── Given records

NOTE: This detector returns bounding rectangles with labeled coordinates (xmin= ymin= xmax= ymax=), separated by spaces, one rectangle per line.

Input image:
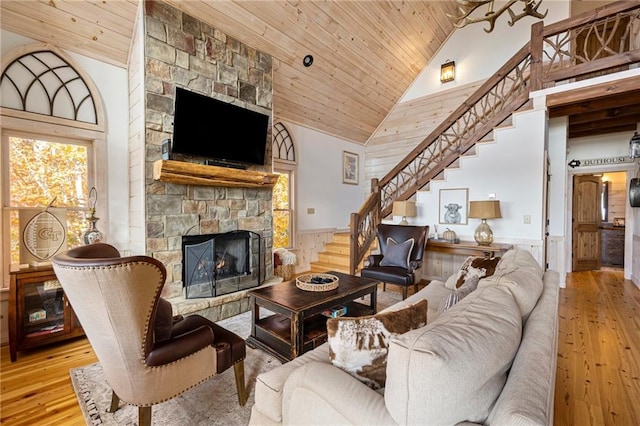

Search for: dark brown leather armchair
xmin=360 ymin=224 xmax=429 ymax=300
xmin=53 ymin=243 xmax=247 ymax=425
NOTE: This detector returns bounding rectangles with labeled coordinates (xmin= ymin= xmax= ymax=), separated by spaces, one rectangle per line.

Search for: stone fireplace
xmin=182 ymin=231 xmax=264 ymax=299
xmin=144 ymin=1 xmax=273 ymax=320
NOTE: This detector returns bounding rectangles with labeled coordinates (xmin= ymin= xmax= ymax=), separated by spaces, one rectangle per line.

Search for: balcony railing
xmin=350 ymin=1 xmax=640 ymax=274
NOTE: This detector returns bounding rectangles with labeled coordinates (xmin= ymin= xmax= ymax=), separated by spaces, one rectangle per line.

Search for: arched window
xmin=0 ymin=50 xmax=98 ymax=124
xmin=0 ymin=44 xmax=107 ymax=283
xmin=273 ymin=122 xmax=297 ymax=248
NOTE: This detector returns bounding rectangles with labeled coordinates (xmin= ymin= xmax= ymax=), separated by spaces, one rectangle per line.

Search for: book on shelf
xmin=322 ymin=306 xmax=347 ymax=318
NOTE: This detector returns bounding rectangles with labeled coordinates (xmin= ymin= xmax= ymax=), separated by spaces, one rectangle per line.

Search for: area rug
xmin=70 ymin=312 xmax=281 ymax=426
xmin=70 ymin=291 xmax=401 ymax=426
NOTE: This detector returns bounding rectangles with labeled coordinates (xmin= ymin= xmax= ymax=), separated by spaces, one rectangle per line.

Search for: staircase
xmin=348 ymin=1 xmax=640 ymax=274
xmin=311 ymin=231 xmax=377 ymax=274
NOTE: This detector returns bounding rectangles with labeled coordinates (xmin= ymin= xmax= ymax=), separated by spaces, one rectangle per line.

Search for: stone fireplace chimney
xmin=144 ymin=1 xmax=273 ymax=298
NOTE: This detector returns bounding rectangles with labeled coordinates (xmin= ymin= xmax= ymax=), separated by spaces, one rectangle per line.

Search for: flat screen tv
xmin=171 ymin=87 xmax=269 ymax=165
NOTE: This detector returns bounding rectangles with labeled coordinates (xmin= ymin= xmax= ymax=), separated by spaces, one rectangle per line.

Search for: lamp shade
xmin=469 ymin=200 xmax=502 ymax=219
xmin=440 ymin=61 xmax=456 ymax=83
xmin=392 ymin=201 xmax=416 ymax=217
xmin=629 ymin=132 xmax=640 ymax=158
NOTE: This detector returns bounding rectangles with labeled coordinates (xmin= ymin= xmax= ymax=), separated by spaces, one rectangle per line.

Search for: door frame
xmin=565 ymin=163 xmax=637 ymax=279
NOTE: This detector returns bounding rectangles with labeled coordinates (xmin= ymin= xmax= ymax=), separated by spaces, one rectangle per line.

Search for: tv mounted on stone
xmin=171 ymin=87 xmax=269 ymax=168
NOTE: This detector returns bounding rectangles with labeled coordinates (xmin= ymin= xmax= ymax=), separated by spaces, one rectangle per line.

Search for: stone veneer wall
xmin=144 ymin=1 xmax=273 ymax=298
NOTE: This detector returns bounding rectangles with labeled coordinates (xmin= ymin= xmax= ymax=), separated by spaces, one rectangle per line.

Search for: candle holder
xmin=82 ymin=187 xmax=104 ymax=245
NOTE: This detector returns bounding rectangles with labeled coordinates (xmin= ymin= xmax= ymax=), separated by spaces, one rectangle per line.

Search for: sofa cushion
xmin=380 ymin=280 xmax=453 ymax=321
xmin=445 ymin=256 xmax=500 ymax=290
xmin=327 ymin=300 xmax=428 ymax=389
xmin=495 ymin=249 xmax=543 ymax=279
xmin=385 ymin=286 xmax=522 ymax=424
xmin=487 ymin=271 xmax=560 ymax=426
xmin=478 ymin=250 xmax=543 ymax=323
xmin=380 ymin=237 xmax=414 ymax=269
xmin=252 ymin=343 xmax=329 ymax=424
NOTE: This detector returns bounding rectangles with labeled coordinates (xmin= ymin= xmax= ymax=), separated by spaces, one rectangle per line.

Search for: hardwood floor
xmin=0 ymin=270 xmax=640 ymax=426
xmin=554 ymin=270 xmax=640 ymax=425
xmin=0 ymin=338 xmax=97 ymax=426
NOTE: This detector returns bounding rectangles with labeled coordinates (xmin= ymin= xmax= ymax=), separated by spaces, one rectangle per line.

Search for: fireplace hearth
xmin=182 ymin=231 xmax=265 ymax=299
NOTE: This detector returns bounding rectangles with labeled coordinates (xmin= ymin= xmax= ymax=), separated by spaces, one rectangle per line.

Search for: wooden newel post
xmin=529 ymin=21 xmax=544 ymax=92
xmin=371 ymin=178 xmax=380 ymax=193
xmin=349 ymin=213 xmax=359 ymax=275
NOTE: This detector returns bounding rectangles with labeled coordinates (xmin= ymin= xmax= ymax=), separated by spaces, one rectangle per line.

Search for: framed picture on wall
xmin=438 ymin=188 xmax=469 ymax=225
xmin=342 ymin=151 xmax=359 ymax=185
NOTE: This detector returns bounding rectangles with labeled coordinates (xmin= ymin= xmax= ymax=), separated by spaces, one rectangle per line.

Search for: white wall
xmin=400 ymin=0 xmax=570 ymax=102
xmin=284 ymin=122 xmax=368 ymax=231
xmin=0 ymin=30 xmax=129 ymax=248
xmin=418 ymin=106 xmax=546 ymax=253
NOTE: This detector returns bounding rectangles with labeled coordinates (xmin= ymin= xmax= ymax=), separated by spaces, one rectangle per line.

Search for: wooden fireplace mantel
xmin=153 ymin=160 xmax=278 ymax=188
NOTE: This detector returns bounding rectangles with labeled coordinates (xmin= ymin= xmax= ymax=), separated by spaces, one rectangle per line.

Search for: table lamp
xmin=469 ymin=200 xmax=502 ymax=246
xmin=392 ymin=201 xmax=416 ymax=225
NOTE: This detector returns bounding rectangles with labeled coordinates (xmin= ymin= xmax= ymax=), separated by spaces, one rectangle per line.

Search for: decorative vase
xmin=82 ymin=209 xmax=104 ymax=245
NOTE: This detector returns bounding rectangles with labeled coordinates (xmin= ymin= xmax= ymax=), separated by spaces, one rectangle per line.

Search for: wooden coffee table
xmin=247 ymin=271 xmax=379 ymax=362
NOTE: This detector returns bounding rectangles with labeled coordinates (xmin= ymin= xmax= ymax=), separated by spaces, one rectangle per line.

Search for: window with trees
xmin=3 ymin=132 xmax=93 ymax=263
xmin=0 ymin=43 xmax=108 ymax=287
xmin=273 ymin=122 xmax=297 ymax=248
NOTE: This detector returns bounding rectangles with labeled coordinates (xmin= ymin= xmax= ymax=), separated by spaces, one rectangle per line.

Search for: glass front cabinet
xmin=9 ymin=266 xmax=84 ymax=362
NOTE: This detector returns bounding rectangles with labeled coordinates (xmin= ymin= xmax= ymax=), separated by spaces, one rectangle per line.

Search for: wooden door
xmin=572 ymin=175 xmax=602 ymax=272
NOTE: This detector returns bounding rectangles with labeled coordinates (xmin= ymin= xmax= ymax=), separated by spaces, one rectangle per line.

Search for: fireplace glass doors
xmin=182 ymin=231 xmax=264 ymax=299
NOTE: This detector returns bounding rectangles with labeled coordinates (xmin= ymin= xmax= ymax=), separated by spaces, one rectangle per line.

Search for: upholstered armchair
xmin=360 ymin=224 xmax=429 ymax=300
xmin=53 ymin=243 xmax=247 ymax=425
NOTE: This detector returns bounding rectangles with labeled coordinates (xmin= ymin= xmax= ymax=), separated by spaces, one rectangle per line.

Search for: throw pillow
xmin=438 ymin=276 xmax=480 ymax=313
xmin=380 ymin=237 xmax=414 ymax=269
xmin=445 ymin=256 xmax=500 ymax=290
xmin=327 ymin=299 xmax=428 ymax=389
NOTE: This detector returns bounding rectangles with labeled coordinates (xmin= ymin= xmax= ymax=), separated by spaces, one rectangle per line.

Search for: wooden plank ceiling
xmin=0 ymin=0 xmax=456 ymax=144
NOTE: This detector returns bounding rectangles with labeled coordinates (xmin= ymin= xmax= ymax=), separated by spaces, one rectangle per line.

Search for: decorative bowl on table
xmin=296 ymin=274 xmax=339 ymax=291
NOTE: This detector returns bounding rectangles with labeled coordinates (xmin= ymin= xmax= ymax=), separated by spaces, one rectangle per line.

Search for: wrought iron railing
xmin=350 ymin=1 xmax=640 ymax=274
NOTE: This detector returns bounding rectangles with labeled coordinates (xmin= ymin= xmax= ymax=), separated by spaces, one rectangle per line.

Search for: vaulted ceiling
xmin=0 ymin=0 xmax=456 ymax=144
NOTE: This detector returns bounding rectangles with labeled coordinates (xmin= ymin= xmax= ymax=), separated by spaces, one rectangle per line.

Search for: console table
xmin=427 ymin=239 xmax=513 ymax=257
xmin=422 ymin=239 xmax=513 ymax=281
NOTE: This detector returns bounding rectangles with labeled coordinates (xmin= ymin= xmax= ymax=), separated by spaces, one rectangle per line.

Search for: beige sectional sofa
xmin=250 ymin=250 xmax=559 ymax=425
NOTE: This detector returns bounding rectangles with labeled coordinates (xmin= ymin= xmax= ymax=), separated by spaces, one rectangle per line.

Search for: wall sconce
xmin=391 ymin=201 xmax=416 ymax=225
xmin=440 ymin=60 xmax=456 ymax=83
xmin=469 ymin=200 xmax=502 ymax=246
xmin=629 ymin=132 xmax=640 ymax=158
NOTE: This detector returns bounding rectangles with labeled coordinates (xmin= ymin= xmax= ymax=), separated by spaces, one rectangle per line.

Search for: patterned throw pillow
xmin=438 ymin=276 xmax=480 ymax=313
xmin=445 ymin=256 xmax=500 ymax=289
xmin=327 ymin=300 xmax=427 ymax=389
xmin=380 ymin=237 xmax=414 ymax=269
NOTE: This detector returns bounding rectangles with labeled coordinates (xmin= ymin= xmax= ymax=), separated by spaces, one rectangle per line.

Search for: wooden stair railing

────

Please give the number of lines in the listing above that contain the string "wooden", counting only exact-case matches, and reply with that number alone.

6